Exercise materials:
○ ○ ○ ○ ○ ○ ○

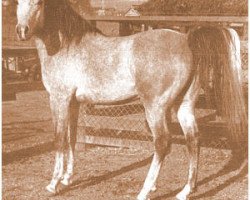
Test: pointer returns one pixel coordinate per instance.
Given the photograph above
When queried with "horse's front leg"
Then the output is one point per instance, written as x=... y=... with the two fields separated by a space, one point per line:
x=60 y=112
x=71 y=139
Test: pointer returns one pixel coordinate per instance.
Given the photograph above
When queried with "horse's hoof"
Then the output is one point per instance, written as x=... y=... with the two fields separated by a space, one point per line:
x=51 y=189
x=181 y=197
x=66 y=182
x=142 y=198
x=153 y=189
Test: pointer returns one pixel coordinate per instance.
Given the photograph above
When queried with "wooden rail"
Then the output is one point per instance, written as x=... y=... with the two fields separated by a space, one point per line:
x=230 y=19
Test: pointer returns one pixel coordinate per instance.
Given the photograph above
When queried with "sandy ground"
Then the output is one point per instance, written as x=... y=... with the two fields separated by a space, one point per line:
x=102 y=173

○ ○ ○ ○ ○ ○ ○

Task statement: Update the material above by changing every "photograph" to "image" and keeping everything else the same. Leave the pictures out of your answer.

Correct response:
Test: pointer returns one pixel coordinate per instance.
Given the image above
When queried with "horse's front leg"
Then the output is one point per instance, written as x=... y=... with the two fields separated by a space, one point per line:
x=60 y=112
x=71 y=139
Test: pointer returns one pixel coordinate per instance.
Given the image above
When queried with "horse's hoof"
Then the output is one point per instance, written as x=... y=... with the two fields separated by a space, one point per line:
x=51 y=189
x=181 y=197
x=66 y=182
x=142 y=198
x=153 y=189
Test: pointer returns one pixel coordinate per instance.
Given the image above
When queried with "wooden rail"
Then the output is one point per instance, written as x=... y=... with the two fields separated by a space, one point per line:
x=230 y=19
Test: pointer returns one pixel coordinate per instance.
Given the image above
When queried with "sandy ground"
Then the output is one point per instance, written as x=... y=... with the two fields separated by a space, one point per line:
x=102 y=173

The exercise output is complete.